=== Text block ===
_ _ _ _ _ _ _

Amortization of acquisition-related inventory step-up. The purchase accounting entries associated with our business acquisitions require us to record inventory at its fair value, which is sometimes greater than the previous book value of the inventory. Included in our GAAP presentation of cost of sales, the increase in inventory value is amortized to cost of sales over the period that the related product is sold. We exclude inventory step-up amortization from our non-GAAP measures because it is a non-cash expense that we do not believe is indicative of our ongoing operating results. We further believe that excluding this item from our non-GAAP results is useful to investors in that it allows for period-over-period comparability.

E.
Acquisition / divestiture items. Included in our GAAP presentation of operating expenses, acquisition costs consist of external and incremental costs resulting directly from merger and acquisition activities such as legal, due diligence, and integration costs. Included in our GAAP presentation of non-operating income (loss), net, acquisition / divestiture items includes unusual acquisition, investment, or divestiture gains/losses such as adjustments to the fair value of earn-out liabilities, and gains/losses on acquisitions or divestitures of certain businesses and investments. Although we do numerous acquisitions, the costs that have been excluded from the non-GAAP measures are costs specific to particular acquisitions. These are one-time costs that vary significantly in amount and timing and are not indicative of our core operating performance.

F.
Gain on an equity sale. Included in our GAAP presentation of non-operating income, net this amount represents a gain on a partial equity sale of Virtual Site Solutions. We excluded the gain from our non-GAAP measures. We believe that investors benefit from excluding this item from our non-GAAP measures because it facilitates an evaluation of our non-operating income trends.

G.
Litigation. In the third quarter of 2013 this amount represents a settlement of litigation related to a pre-acquisition agreement with a contract manufacturer. In the third quarter of 2014 this amount includes $51.3M of estimated costs based on a jury verdict in favor of the plaintiff, Recreational Data Services, Inc. against the Company as well as $0.7M of costs based on an arbitration agreement. We have excluded these costs from our non-GAAP measures because they are non-recurring expenses that are not indicative of our ongoing operating results. We further believe that excluding these items from our non-GAAP results is useful to investors in that it allows for period-over-period comparability.

H.
Non-GAAP items tax effected. This amount adjusts the provision for income taxes to reflect the effect of the non-GAAP items ( A ) - ( E ) on non-GAAP net income. We believe this information is useful to investors because it provides for consistent treatment of the excluded items in this non-GAAP presentation.


36

Table of Contents

I.

_ _ _ _ _ _ _

=== Records supplied ===
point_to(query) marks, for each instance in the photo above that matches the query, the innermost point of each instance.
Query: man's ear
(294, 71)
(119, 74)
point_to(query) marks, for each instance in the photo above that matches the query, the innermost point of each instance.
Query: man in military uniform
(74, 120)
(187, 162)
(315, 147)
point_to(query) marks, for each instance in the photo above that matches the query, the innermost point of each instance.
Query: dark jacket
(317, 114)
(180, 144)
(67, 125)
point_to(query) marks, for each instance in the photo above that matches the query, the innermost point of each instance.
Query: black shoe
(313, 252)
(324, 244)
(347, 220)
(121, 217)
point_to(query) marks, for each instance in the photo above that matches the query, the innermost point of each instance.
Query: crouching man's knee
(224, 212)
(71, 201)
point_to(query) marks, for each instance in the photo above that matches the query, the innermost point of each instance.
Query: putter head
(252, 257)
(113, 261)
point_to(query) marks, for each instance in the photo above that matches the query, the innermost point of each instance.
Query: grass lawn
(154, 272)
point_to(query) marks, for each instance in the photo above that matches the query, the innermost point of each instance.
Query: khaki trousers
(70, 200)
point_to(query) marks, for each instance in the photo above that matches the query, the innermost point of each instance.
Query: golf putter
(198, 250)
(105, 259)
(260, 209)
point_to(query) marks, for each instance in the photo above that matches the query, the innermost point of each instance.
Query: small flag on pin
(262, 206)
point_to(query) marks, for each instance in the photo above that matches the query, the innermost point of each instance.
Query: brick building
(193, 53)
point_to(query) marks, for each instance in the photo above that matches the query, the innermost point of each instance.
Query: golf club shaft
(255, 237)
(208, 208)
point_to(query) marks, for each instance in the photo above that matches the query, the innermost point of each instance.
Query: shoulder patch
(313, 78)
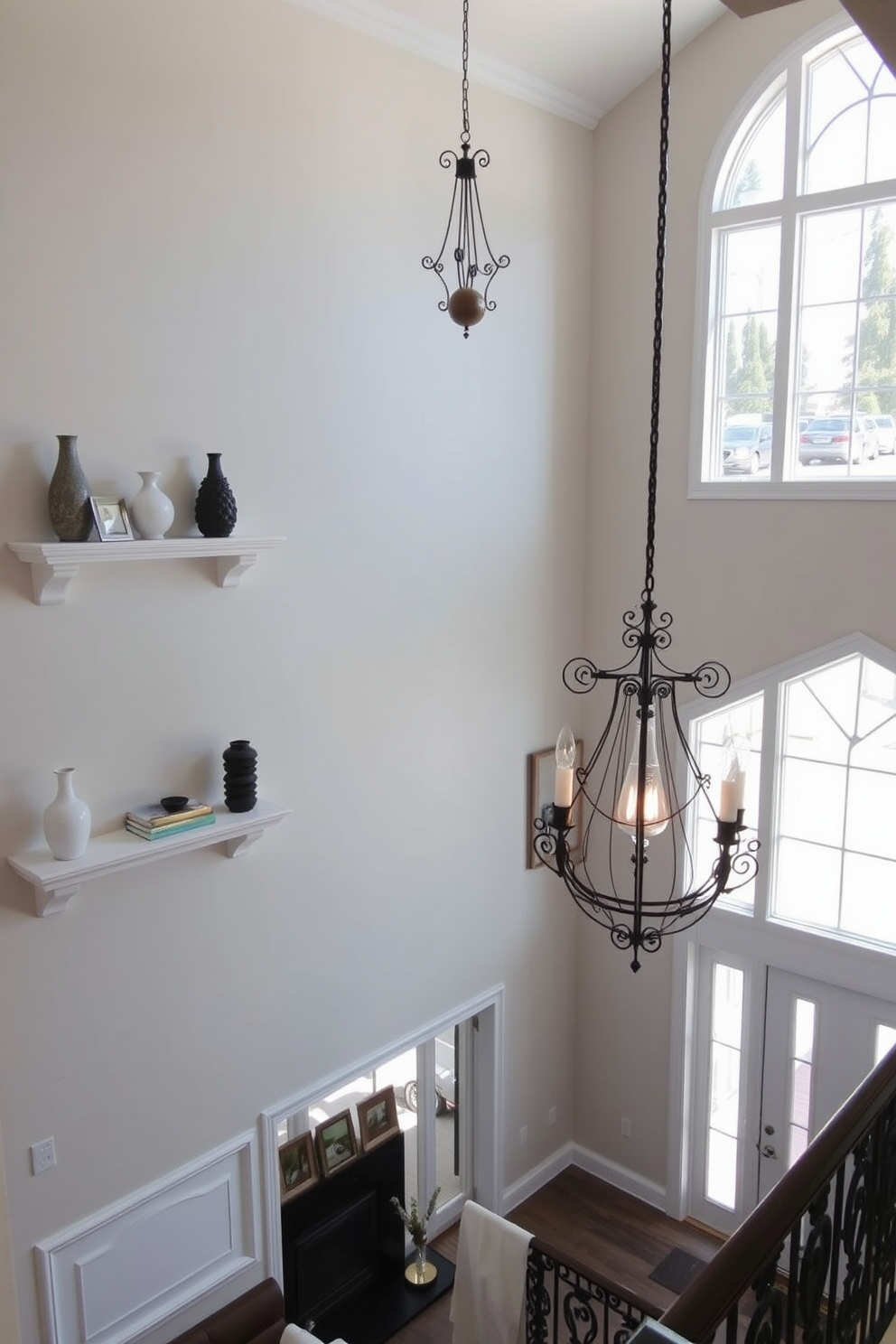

_ _ _ _ _ _ _

=== Requests ===
1 > Could you set down, word for word, the stretch of the non-GAAP adjustment notes from "Non-GAAP items tax" through "this non-GAAP presentation."?
2 > Could you edit all the entries so that each "innermost" becomes "central", change nothing else, and give them back without the pictures?

=== Answers provided ===
1 >
Non-GAAP items tax effected. This amount adjusts the provision for income taxes to reflect the effect of the non-GAAP items ( A ) - ( E ) on non-GAAP net income. We believe this information is useful to investors because it provides for consistent treatment of the excluded items in this non-GAAP presentation.

2 >
point_to(query) marks, for each instance in the photo above that matches the query, the central point of each instance.
Query: man's ear
(294, 71)
(119, 74)
point_to(query) marks, for each instance in the photo above that matches the query, the central point of each instance.
Query: man in military uniform
(74, 120)
(187, 162)
(315, 147)
point_to(query) marks, for each instance in the photo above that matches the query, the central point of each instance.
Query: dark jacket
(317, 114)
(180, 144)
(67, 125)
point_to(query) marks, for each instance in the photo above that matches the query, the central point of each instance.
Query: black shoe
(313, 252)
(324, 244)
(347, 220)
(121, 217)
point_to(query) marks, for each instance in the photo above that matches the query, the central point of each instance.
Query: crouching man's knee
(224, 212)
(71, 201)
point_to(query) marks, for each instance in the photo above that matches the query, the central point of each instance.
Query: putter head
(252, 257)
(113, 261)
point_to(query) marks, for each instance in the photo above that matches the query, the central point of each instance.
Query: grass lawn
(154, 272)
point_to(query) marks, for each instance in the photo above that matches the query, the central point of each instance.
Query: khaki trousers
(70, 200)
point_to(query) marks, for each instance in the photo above that matches the query, the central point of each instance.
Query: golf putter
(198, 250)
(105, 259)
(260, 209)
point_to(query) marks, for each instance in the photo above that matches the query, the central point of each instance.
Query: small flag on pin
(262, 206)
point_to(query) marks, for each instance in the photo above that matches the query, the central point of each instance.
Query: brick building
(193, 53)
point_to(query) marks, for each instance in the photo above that matches the query, the central point of each instance.
Query: golf club shaft
(255, 237)
(208, 208)
point_to(query) marks, for each instance in the photo above that matches the query, the central point of each instance.
Query: shoulder patch
(313, 78)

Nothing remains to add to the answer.